▶ TASK
Reproduce the lines of the records verbatim, starting at the line that contains "like x=724, y=703." and ending at the line that contains "x=393, y=351", with both of those lines included.

++++ MATERIAL SUPPLIED ++++

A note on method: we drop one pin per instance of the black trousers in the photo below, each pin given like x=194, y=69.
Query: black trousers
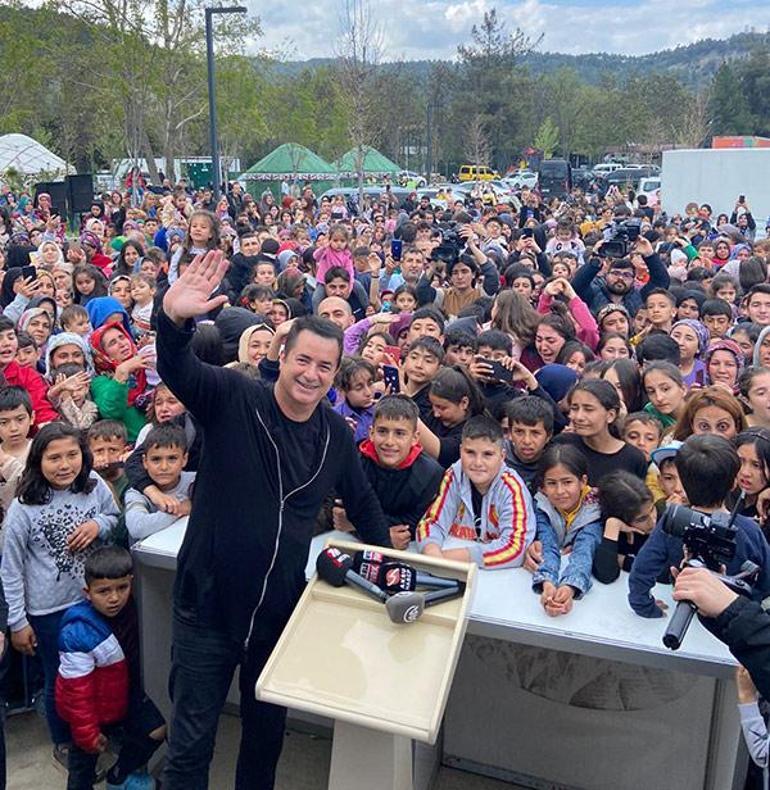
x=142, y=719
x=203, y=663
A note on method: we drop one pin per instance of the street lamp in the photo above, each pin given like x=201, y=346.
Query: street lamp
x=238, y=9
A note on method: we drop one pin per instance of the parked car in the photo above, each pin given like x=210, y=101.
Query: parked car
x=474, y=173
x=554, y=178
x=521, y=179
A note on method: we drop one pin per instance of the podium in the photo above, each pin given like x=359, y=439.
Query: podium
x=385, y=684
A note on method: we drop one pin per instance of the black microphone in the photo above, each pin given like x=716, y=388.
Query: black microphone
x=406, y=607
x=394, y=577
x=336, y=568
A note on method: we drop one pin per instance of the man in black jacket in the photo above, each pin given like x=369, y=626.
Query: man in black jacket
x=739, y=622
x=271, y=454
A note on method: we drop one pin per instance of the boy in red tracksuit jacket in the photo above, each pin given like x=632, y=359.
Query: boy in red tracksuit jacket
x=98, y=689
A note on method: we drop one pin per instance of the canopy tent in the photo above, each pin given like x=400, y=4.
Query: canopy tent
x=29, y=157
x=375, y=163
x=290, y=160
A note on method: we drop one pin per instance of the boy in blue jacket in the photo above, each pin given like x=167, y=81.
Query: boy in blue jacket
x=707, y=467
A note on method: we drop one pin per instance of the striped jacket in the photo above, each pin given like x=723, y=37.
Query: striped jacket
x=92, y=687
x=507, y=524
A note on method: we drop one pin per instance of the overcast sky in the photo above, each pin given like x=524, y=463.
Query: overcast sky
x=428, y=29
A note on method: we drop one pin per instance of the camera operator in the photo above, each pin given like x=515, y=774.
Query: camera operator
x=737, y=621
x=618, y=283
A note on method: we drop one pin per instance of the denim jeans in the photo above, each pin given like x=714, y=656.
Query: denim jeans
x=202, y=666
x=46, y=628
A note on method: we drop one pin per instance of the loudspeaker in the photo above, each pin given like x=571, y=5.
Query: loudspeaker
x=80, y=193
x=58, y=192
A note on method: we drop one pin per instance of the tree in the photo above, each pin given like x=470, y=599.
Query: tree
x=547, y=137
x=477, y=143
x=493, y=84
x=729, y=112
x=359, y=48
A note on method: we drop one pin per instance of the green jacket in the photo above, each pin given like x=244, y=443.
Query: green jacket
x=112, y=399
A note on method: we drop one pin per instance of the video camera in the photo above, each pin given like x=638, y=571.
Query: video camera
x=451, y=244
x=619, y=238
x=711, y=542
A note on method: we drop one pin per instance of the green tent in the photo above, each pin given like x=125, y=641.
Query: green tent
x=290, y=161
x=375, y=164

++++
++++ MATERIAL SUPPLIED ++++

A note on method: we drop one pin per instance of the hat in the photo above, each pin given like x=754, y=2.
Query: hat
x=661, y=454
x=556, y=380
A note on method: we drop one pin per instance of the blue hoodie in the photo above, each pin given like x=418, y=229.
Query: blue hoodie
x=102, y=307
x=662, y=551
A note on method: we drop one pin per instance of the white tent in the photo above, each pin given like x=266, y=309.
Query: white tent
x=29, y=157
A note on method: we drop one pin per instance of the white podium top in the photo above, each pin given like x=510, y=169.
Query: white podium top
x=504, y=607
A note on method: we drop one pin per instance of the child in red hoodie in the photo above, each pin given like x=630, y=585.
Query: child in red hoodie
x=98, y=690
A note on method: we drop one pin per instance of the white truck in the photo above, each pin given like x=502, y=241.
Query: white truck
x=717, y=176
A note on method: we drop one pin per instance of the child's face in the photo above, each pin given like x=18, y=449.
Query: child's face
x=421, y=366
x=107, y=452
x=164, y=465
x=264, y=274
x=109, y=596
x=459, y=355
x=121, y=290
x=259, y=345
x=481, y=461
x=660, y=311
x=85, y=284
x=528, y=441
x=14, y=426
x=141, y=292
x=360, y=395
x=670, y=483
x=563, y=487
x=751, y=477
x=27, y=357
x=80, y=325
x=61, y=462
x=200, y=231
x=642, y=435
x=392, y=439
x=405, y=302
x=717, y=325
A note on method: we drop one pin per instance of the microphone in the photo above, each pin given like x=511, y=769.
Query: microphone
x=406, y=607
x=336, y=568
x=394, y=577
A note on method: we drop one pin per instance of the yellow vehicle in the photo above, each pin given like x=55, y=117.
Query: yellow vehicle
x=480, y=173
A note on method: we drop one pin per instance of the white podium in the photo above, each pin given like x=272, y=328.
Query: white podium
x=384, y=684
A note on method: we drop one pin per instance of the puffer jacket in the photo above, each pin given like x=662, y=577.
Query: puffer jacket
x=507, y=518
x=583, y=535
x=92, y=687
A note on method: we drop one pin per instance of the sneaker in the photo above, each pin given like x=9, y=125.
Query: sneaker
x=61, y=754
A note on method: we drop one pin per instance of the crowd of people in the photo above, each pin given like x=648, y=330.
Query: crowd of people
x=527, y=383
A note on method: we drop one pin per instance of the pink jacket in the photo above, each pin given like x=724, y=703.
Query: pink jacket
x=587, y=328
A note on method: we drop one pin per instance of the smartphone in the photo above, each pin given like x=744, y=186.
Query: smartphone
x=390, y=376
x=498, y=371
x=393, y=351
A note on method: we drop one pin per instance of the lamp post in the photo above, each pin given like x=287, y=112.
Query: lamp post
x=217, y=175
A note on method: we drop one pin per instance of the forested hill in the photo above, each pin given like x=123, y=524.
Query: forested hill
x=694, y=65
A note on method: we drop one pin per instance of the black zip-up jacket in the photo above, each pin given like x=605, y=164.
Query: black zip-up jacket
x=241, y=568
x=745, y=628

++++

▶ THE RESULT
A note on method: we drop one pin per instance of the pink jacket in the photo above, each pin given like x=724, y=703.
Query: pink jacket
x=587, y=328
A note on method: we drop one pin per instance of the smartphone in the photo above, each pin given like x=744, y=186.
Query: smartphone
x=390, y=376
x=498, y=371
x=393, y=351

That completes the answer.